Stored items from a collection

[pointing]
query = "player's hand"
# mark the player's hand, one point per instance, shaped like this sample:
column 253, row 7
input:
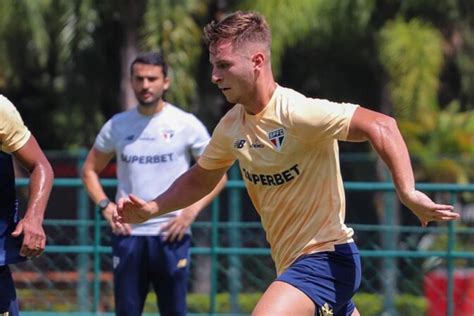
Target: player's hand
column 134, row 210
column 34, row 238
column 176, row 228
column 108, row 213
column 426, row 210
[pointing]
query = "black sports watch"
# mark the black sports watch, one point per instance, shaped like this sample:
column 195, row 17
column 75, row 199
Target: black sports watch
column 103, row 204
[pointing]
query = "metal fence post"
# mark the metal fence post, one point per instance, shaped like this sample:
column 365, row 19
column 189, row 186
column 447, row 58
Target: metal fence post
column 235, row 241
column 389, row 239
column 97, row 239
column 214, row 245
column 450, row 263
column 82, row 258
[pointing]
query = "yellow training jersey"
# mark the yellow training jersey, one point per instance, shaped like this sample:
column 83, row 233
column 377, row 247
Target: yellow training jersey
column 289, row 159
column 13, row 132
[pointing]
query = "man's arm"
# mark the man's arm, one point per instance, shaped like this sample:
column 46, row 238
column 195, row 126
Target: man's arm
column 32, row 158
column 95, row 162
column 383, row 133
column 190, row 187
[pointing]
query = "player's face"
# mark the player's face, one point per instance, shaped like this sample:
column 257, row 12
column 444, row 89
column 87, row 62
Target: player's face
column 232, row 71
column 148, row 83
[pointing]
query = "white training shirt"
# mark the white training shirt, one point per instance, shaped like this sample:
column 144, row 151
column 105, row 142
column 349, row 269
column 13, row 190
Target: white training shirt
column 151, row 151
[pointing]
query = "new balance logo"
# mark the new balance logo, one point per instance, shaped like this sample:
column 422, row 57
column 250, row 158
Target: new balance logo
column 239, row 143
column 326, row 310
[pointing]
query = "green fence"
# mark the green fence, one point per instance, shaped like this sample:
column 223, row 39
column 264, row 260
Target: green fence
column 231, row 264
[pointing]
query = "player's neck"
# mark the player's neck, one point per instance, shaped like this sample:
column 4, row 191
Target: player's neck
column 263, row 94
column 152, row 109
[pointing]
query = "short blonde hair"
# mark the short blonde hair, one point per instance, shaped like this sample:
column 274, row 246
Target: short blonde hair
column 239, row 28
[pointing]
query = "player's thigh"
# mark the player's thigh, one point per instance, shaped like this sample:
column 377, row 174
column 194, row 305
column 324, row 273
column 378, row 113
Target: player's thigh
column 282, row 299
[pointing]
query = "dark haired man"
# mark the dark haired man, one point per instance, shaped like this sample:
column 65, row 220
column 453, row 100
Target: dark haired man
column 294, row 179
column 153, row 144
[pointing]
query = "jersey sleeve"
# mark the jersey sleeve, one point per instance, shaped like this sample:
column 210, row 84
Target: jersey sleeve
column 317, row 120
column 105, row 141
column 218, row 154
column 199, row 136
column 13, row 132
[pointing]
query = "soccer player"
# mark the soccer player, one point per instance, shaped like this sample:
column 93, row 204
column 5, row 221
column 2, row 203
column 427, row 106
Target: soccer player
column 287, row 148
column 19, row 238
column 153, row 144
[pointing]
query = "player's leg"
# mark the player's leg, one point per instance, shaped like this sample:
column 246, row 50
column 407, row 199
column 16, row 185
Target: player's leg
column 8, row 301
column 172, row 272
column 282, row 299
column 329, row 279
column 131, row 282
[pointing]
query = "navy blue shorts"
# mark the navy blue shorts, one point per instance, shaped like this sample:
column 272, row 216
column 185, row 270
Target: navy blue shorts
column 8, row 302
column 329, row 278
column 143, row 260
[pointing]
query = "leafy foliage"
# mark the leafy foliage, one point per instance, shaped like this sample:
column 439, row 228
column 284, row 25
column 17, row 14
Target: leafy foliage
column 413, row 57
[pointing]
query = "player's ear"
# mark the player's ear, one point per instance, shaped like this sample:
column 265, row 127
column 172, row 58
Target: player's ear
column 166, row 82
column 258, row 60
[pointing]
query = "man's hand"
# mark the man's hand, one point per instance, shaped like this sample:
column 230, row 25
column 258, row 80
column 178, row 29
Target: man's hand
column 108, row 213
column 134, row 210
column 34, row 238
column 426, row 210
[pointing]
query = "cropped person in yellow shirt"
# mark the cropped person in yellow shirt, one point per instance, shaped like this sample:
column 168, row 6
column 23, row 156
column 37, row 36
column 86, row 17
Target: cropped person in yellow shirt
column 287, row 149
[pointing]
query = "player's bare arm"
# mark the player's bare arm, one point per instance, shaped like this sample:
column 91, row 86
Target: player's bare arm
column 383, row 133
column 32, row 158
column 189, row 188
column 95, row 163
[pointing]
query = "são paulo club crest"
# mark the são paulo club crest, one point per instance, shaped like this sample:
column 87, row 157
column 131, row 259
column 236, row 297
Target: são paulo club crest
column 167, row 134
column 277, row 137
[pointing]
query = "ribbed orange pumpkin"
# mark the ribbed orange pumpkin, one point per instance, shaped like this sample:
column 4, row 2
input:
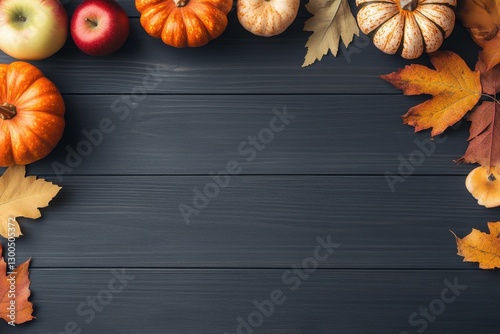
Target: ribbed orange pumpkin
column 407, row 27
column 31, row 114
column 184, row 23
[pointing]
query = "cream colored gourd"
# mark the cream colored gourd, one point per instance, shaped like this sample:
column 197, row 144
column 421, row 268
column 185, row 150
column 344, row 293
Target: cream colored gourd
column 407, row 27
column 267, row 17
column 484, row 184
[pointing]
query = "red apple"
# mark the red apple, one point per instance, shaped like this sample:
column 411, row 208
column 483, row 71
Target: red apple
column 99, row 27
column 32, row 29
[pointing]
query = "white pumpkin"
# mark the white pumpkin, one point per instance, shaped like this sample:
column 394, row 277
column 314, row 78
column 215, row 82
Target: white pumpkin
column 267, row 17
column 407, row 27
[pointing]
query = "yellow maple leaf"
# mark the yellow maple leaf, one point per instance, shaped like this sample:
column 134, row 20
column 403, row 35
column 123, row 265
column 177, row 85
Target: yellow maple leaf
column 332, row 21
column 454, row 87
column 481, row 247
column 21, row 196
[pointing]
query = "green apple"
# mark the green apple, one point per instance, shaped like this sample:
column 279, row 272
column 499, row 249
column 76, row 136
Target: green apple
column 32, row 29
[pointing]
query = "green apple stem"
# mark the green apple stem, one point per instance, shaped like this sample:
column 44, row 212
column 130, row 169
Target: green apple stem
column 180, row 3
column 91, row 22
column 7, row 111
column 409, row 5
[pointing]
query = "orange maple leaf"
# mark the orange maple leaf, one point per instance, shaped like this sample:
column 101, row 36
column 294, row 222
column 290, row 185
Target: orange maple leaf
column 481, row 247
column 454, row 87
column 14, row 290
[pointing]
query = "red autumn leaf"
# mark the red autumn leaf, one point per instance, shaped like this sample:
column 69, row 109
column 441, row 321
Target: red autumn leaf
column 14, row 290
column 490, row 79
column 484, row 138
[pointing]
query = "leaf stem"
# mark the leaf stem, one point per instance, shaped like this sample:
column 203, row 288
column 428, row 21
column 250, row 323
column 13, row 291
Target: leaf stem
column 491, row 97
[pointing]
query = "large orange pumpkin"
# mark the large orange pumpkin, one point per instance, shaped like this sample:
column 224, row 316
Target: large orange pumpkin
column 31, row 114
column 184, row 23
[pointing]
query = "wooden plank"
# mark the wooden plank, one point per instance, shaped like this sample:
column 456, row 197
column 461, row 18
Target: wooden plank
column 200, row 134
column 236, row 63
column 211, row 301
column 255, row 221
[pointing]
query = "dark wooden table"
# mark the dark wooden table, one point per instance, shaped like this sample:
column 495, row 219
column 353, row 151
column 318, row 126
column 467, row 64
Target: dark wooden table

=== AIM OF THE EXERCISE ===
The required output is every line of the data above, set down exactly and stripped of pictures.

=== SOLUTION ===
[pointing]
query = "player's hand"
# mark the player's hand, one point per instance, shaped like this sample:
column 253, row 7
input:
Target: player's hand
column 134, row 210
column 34, row 238
column 176, row 228
column 108, row 213
column 426, row 210
[pointing]
query = "black sports watch"
# mark the black sports watch, one point per instance, shaped like this sample:
column 195, row 17
column 75, row 199
Target: black sports watch
column 103, row 204
[pointing]
query = "metal fence post"
# mark the metal fence post, one point per instance, shaped like this sample:
column 365, row 19
column 189, row 186
column 447, row 58
Target: metal fence post
column 235, row 241
column 389, row 239
column 97, row 239
column 214, row 245
column 450, row 263
column 82, row 258
[pointing]
query = "yellow training jersey"
# mark the yellow training jersey, one point per instance, shaped like this sample:
column 83, row 233
column 377, row 247
Target: yellow training jersey
column 289, row 159
column 13, row 132
[pointing]
query = "man's arm"
# mark the man's arm, one point per instance, shaped like this sample:
column 46, row 238
column 195, row 126
Target: man's arm
column 32, row 158
column 95, row 162
column 383, row 133
column 190, row 187
[pointing]
query = "player's face"
# mark the player's face, one point per instance, shaped like this sample:
column 257, row 12
column 444, row 89
column 87, row 62
Target: player's face
column 232, row 71
column 148, row 83
[pointing]
query = "white training shirt"
# mark the white training shirt, one point per instance, shaped like this sample:
column 144, row 151
column 105, row 142
column 349, row 269
column 13, row 190
Target: white training shirt
column 151, row 151
[pointing]
query = "new balance logo"
# mark the new balance logo, one point per instance, shaped like this sample:
column 422, row 57
column 250, row 158
Target: new balance logo
column 239, row 143
column 326, row 310
[pointing]
query = "green fence"
# mark the green fence, one point per instance, shaped like this sample:
column 223, row 39
column 264, row 260
Target: green fence
column 231, row 264
[pointing]
query = "player's neck"
# mark the player's neck, one point per instance, shaped like this sample:
column 4, row 191
Target: player's neck
column 263, row 94
column 152, row 109
[pointing]
query = "short blonde hair"
# mark the short blonde hair, one point per instance, shaped like this sample:
column 274, row 246
Target: short blonde hair
column 239, row 28
[pointing]
query = "player's thigh"
# mark the player's thigh, one point per instance, shaped like this sample:
column 377, row 174
column 194, row 305
column 324, row 273
column 378, row 113
Target: player's thigh
column 282, row 299
[pointing]
query = "dark haired man"
# mark the dark haired man, one point per instance, shaped like this sample:
column 65, row 220
column 453, row 100
Target: dark haired man
column 294, row 179
column 153, row 144
[pointing]
query = "jersey sleeve"
# mark the jersey sleeve, one point per instance, shaped like this sample:
column 210, row 84
Target: jersey sleeve
column 317, row 120
column 105, row 141
column 218, row 154
column 199, row 136
column 13, row 132
[pointing]
query = "soccer player"
# mark the soccer player, one point per instance, shaped like this sample:
column 93, row 204
column 5, row 221
column 2, row 203
column 427, row 106
Target: soccer player
column 287, row 148
column 19, row 238
column 153, row 144
[pointing]
query = "player's leg"
# mark the player's leg, one point per instance, shaped like this sample:
column 246, row 50
column 407, row 199
column 16, row 185
Target: player's leg
column 8, row 301
column 172, row 272
column 282, row 299
column 329, row 279
column 131, row 282
[pointing]
query = "navy blue shorts"
# mark the navy blue shorts, one point per instance, shaped like this sample:
column 272, row 216
column 185, row 270
Target: navy blue shorts
column 8, row 302
column 329, row 278
column 143, row 260
[pointing]
query = "leafy foliage"
# mark the leafy foliage, one point per instance, shaped like this sample:
column 439, row 228
column 284, row 25
column 17, row 14
Target: leafy foliage
column 413, row 57
[pointing]
query = "player's ear"
# mark the player's ear, one point per instance, shaped like this sample:
column 265, row 127
column 172, row 58
Target: player's ear
column 166, row 82
column 258, row 60
[pointing]
query = "man's hand"
# mark the man's hand, one point per instance, shaped like this sample:
column 230, row 25
column 258, row 80
column 178, row 29
Target: man's hand
column 108, row 213
column 134, row 210
column 34, row 238
column 426, row 210
[pointing]
query = "cropped person in yellow shirt"
# mark the cropped person in yellow shirt, one point per instance, shaped like this sample:
column 168, row 6
column 23, row 156
column 37, row 36
column 86, row 17
Target: cropped person in yellow shirt
column 287, row 149
[pointing]
query = "player's bare arm"
# mark the player's bare arm, one point per instance, shaped like this sample:
column 91, row 86
Target: player's bare arm
column 383, row 133
column 32, row 158
column 189, row 188
column 95, row 163
[pointing]
query = "são paulo club crest"
# mark the são paulo club crest, one point per instance, shaped like this sample:
column 87, row 157
column 131, row 259
column 236, row 297
Target: são paulo club crest
column 167, row 134
column 277, row 137
[pointing]
query = "ribbed orange pumpkin"
# mark the ribbed orange pumpkin, one point per instance, shaped like this sample:
column 4, row 2
input:
Target: ribbed orange pumpkin
column 407, row 27
column 31, row 114
column 184, row 23
[pointing]
query = "cream colored gourd"
# mark the cream colored gourd, one point per instance, shaped like this sample:
column 197, row 144
column 421, row 268
column 185, row 150
column 344, row 293
Target: cream colored gourd
column 407, row 27
column 267, row 17
column 484, row 184
[pointing]
query = "red apple"
# mark the red apple, one point per instance, shaped like this sample:
column 411, row 208
column 483, row 71
Target: red apple
column 99, row 27
column 32, row 29
[pointing]
query = "white pumpkin"
# mark the white pumpkin, one point per instance, shaped like this sample:
column 394, row 277
column 314, row 78
column 215, row 82
Target: white pumpkin
column 267, row 17
column 407, row 27
[pointing]
query = "yellow maple leaf"
# mark the yellow maple leaf, one point per instance, shaped like this sample:
column 134, row 20
column 403, row 35
column 123, row 265
column 177, row 85
Target: yellow maple leaf
column 332, row 21
column 454, row 87
column 481, row 247
column 21, row 196
[pointing]
query = "green apple"
# mark the green apple, one point per instance, shaped like this sample:
column 279, row 272
column 499, row 249
column 76, row 136
Target: green apple
column 32, row 29
[pointing]
query = "green apple stem"
# mark the green apple stem, one point per instance, shaped like this sample:
column 44, row 212
column 130, row 169
Target: green apple stem
column 180, row 3
column 91, row 22
column 7, row 111
column 409, row 5
[pointing]
query = "orange maple leaf"
# mark the orange maple leaf, one point per instance, shaped like this sample:
column 101, row 36
column 294, row 222
column 290, row 185
Target: orange maple leaf
column 481, row 247
column 454, row 87
column 14, row 290
[pointing]
query = "red autumn leaf"
# mark the red autumn leaf, one point per instance, shaped like this sample:
column 69, row 109
column 441, row 321
Target: red autumn leaf
column 14, row 290
column 490, row 79
column 484, row 138
[pointing]
query = "leaf stem"
# mark the leaf stem, one point per instance, shaped like this sample:
column 203, row 288
column 428, row 21
column 250, row 323
column 13, row 291
Target: leaf stem
column 491, row 97
[pointing]
query = "large orange pumpkin"
# mark the large orange pumpkin, one point per instance, shaped like this sample:
column 224, row 316
Target: large orange pumpkin
column 31, row 114
column 184, row 23
[pointing]
query = "wooden plank"
# mark the wooden plank, one point per instance, shaped like this sample:
column 456, row 197
column 461, row 18
Target: wooden plank
column 200, row 134
column 236, row 63
column 211, row 301
column 255, row 221
[pointing]
query = "dark wooden table"
# mark the dark wooden table, one point per instance, shaped like this sample:
column 495, row 219
column 353, row 151
column 318, row 126
column 467, row 64
Target: dark wooden table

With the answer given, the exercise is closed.